_本文_:
⁂
その窒素肥料はいくつかの形態があります。仰る通り、硝酸アンモニウム(硝安)もその一つです。昔はよく使われました。ただし、この硝安は300℃以上で爆発の危険がありますので今では入手が難しくなっています。単体の窒素肥料には他に尿素、塩化アンモニウム(塩安)、硫酸アンモニウム(硫安)などがあります。いずれを用いても、土壌中で細菌により硝酸イオンに変換され、植物に吸収されます。だったら最初から何かの硝化物を使った方が早そうですが......先述の理由により硝化物は避けられます。さて窒素はそうやって吸収されたとして、残りの成分......塩安だったら塩化イオン、硫安だったら硫酸イオンはどうなるか......実は日本は多雨なので、すぐに雨によって流され、害になることはまずありません。
どうでもいいことですが、日本は「資源鉱物の博覧会」と呼ばれるほど鉱物の種類が豊富、しかしご存じの通り量は取れません。日本で自給可能なのは硫黄、石灰石、そしてヨード(このヨードが今話題のペロブスカイト太陽電池の材料)くらいです。逆にいえば硫黄による硫酸は安いですね。おまけに石炭燃焼の副産物としても硫酸が取れます。そしてまた、塩酸もまた安いです。その理由はこれまた化学で習うソルベー法で作られて余る(炭酸ナトリウムの方はガラス工業やパルプ工業で消費され、塩酸は余る)からです。だから硫安や塩安は安くできます。ついでに言うと、塩化ビニールはいろいろ利点もありますが、燃やすとダイオキシンが発生するという欠点があり......それでもなお使われているのは他のプラスチックより「安い」からです。
余談のついでに言いますが、投稿中にある「ルビスコ」は葉のタンパクの半分にもなる最大タンパクです。逆に言えば、植物はもうルビスコを増やしに増やし、無理矢理空気中の二酸化炭素を取り込まなければならない状態になっています。植物の二酸化炭素補償点(つまりこれ以下では生きられない二酸化炭素濃度)は100~150ppm程度、もちろん最適二酸化炭素濃度は現在大気中の380ppmより全然上にあります。つまりは、植物は数億年かけて二酸化炭素という資源を使い果たす直前でした。今から比較的近い恐竜時代でも、二酸化炭素濃度は現在の4倍もありましたし。もう一つ言えば生物学で習う、二酸化炭素濃縮機構を備えたC4植物やCAM植物は全植物種の1%にもなりません。
⁂
_資料_:
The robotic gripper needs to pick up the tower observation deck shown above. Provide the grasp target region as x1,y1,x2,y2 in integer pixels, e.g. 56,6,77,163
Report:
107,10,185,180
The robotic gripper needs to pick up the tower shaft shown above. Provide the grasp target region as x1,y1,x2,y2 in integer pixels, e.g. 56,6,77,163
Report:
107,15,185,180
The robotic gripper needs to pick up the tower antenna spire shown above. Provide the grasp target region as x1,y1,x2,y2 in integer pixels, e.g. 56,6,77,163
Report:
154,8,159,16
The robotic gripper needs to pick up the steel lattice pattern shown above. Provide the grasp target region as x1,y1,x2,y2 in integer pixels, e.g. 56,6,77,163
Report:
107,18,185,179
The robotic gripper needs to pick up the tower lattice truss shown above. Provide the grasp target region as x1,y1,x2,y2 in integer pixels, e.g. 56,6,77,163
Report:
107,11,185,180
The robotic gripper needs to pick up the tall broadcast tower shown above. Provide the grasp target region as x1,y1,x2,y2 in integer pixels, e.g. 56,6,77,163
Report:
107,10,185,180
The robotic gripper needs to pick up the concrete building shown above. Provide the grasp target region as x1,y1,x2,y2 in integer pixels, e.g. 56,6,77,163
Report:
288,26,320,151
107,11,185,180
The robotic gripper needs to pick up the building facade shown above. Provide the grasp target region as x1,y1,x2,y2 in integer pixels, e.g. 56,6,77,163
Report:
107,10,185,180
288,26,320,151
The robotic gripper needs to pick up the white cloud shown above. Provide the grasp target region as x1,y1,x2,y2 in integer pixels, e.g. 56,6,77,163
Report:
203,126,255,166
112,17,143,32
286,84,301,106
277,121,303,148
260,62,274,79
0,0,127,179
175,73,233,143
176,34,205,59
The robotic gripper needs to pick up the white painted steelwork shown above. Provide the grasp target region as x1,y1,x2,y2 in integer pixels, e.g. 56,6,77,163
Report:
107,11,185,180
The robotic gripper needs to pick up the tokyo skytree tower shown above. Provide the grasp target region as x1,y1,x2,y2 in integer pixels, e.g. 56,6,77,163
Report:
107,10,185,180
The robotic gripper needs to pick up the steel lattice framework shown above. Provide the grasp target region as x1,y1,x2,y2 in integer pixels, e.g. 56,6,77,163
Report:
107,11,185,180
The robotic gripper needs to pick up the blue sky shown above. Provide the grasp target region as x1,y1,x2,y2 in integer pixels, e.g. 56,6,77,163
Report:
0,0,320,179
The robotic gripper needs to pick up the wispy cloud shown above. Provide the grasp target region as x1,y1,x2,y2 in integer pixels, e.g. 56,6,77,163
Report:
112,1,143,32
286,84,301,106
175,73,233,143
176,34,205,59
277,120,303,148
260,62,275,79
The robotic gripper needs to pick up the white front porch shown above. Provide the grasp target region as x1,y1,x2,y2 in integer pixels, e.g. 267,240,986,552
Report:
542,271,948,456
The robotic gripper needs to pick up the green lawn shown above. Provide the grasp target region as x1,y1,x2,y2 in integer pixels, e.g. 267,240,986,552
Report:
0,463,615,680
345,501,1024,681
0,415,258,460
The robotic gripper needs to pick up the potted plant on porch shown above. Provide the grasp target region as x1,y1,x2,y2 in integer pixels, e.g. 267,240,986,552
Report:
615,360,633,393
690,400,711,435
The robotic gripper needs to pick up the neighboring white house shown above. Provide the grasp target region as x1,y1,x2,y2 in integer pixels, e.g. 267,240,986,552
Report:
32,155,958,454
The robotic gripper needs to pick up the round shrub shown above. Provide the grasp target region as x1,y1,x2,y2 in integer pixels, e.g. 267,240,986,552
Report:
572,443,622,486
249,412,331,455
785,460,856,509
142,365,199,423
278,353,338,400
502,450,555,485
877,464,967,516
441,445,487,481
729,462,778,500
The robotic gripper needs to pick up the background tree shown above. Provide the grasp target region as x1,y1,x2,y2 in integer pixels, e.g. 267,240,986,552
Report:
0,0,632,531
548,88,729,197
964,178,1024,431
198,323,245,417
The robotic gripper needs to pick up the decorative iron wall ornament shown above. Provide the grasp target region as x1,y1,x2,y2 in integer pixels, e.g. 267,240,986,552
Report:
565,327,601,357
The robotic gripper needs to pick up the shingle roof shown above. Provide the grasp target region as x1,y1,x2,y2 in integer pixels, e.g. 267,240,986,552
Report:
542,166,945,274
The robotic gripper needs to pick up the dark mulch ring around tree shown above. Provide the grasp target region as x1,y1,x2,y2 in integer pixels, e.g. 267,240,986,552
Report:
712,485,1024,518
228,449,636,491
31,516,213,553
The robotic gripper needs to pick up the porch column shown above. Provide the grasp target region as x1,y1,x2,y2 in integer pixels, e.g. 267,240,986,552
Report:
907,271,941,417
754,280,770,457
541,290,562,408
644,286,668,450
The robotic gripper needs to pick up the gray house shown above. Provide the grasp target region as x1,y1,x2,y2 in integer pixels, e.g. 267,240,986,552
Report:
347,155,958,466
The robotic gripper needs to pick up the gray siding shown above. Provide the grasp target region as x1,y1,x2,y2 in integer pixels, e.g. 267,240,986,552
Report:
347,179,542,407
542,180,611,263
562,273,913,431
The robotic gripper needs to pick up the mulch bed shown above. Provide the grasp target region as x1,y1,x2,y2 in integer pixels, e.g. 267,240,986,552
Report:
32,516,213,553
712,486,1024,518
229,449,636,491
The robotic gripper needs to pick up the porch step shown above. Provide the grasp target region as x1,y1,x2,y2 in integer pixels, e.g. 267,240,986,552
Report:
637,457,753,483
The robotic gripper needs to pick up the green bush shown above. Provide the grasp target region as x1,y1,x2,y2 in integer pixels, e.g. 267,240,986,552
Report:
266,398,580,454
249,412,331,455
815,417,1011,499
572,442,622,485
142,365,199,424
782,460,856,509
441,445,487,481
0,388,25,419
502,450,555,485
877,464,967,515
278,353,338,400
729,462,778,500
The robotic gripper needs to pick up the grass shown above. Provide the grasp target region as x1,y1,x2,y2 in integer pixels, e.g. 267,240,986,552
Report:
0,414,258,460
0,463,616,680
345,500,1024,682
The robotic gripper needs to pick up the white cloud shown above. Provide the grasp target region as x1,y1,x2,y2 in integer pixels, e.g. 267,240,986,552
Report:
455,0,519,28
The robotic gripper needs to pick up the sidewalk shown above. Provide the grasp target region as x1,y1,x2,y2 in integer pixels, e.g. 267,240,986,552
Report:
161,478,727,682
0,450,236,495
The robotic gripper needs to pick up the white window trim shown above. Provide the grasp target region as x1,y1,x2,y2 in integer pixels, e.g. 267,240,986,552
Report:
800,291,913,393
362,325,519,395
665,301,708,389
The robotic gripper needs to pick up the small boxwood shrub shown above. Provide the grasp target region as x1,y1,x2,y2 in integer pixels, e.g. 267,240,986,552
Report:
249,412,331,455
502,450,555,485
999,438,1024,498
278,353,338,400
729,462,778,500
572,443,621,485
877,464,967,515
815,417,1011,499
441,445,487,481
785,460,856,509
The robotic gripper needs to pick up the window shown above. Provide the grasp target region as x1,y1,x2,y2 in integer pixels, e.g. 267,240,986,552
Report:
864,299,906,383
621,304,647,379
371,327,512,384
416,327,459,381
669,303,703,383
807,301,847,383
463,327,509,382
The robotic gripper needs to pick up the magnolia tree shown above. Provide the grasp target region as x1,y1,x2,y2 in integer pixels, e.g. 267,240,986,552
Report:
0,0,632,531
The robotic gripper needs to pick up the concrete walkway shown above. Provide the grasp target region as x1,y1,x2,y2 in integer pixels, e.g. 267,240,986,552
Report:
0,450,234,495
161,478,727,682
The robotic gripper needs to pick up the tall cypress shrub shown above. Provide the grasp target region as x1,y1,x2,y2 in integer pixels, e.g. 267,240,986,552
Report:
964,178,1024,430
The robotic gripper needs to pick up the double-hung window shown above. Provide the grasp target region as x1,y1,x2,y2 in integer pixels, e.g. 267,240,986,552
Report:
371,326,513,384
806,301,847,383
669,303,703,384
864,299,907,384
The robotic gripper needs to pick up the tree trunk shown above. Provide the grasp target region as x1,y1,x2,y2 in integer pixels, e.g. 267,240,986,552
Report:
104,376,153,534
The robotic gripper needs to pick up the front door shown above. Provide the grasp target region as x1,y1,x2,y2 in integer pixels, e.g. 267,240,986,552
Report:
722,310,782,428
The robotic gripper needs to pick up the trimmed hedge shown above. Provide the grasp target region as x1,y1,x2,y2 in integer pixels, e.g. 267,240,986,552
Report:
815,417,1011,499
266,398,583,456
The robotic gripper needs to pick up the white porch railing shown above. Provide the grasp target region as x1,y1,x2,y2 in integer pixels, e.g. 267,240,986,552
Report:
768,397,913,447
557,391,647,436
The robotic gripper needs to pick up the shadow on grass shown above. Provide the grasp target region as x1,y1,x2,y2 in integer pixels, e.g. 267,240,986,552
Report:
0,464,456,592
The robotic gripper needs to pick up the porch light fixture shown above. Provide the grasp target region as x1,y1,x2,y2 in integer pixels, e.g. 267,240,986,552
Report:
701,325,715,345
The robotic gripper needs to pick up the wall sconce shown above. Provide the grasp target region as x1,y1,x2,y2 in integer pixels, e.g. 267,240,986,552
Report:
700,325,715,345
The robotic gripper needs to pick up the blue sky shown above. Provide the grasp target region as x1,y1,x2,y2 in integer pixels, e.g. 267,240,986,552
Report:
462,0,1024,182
⁂
_課題_: 本文に出てくる単体の窒素肥料を、略称も含めてすべて挙げてください。 この資料は本文とは関係がない。

_解答_:
- 硝酸アンモニウム(硝安)
- 尿素
- 塩化アンモニウム(塩安)
- 硫酸アンモニウム(硫安)